■ **Work request**
Leave the pictures aside and copy all the data exactly.

■ **Supplied data**
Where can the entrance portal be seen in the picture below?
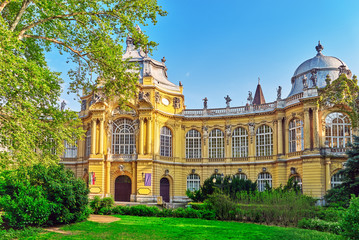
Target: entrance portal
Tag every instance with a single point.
(165, 189)
(122, 189)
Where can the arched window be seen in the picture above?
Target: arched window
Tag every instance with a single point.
(193, 144)
(88, 143)
(193, 182)
(70, 150)
(263, 180)
(241, 176)
(123, 137)
(166, 142)
(264, 141)
(296, 142)
(216, 144)
(338, 130)
(336, 180)
(239, 143)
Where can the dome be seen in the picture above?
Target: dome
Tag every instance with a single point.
(318, 67)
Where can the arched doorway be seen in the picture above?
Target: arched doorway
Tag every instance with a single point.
(122, 188)
(165, 189)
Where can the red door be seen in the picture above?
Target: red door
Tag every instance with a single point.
(165, 189)
(122, 189)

■ **Exercise solution**
Where can the entrance portal be seen in the picture below?
Target: entrance portal
Tag every instance with a single point.
(165, 189)
(122, 189)
Where can the arched window be seen in the picture above?
Target: arched window
Tag every instance with a single point.
(193, 144)
(88, 143)
(193, 182)
(70, 150)
(263, 180)
(241, 176)
(123, 137)
(166, 142)
(264, 141)
(296, 142)
(216, 144)
(338, 130)
(336, 180)
(239, 143)
Where can the dome be seen in the picture above?
Target: dome
Tag every instance with a single point.
(318, 67)
Where can the arched doorway be seen in the picture above?
Target: arched doorway
Tag every instance with a single point.
(122, 188)
(165, 189)
Where can the red door be seen in the picture above?
Target: red door
Tag every instance with a single point.
(165, 189)
(122, 189)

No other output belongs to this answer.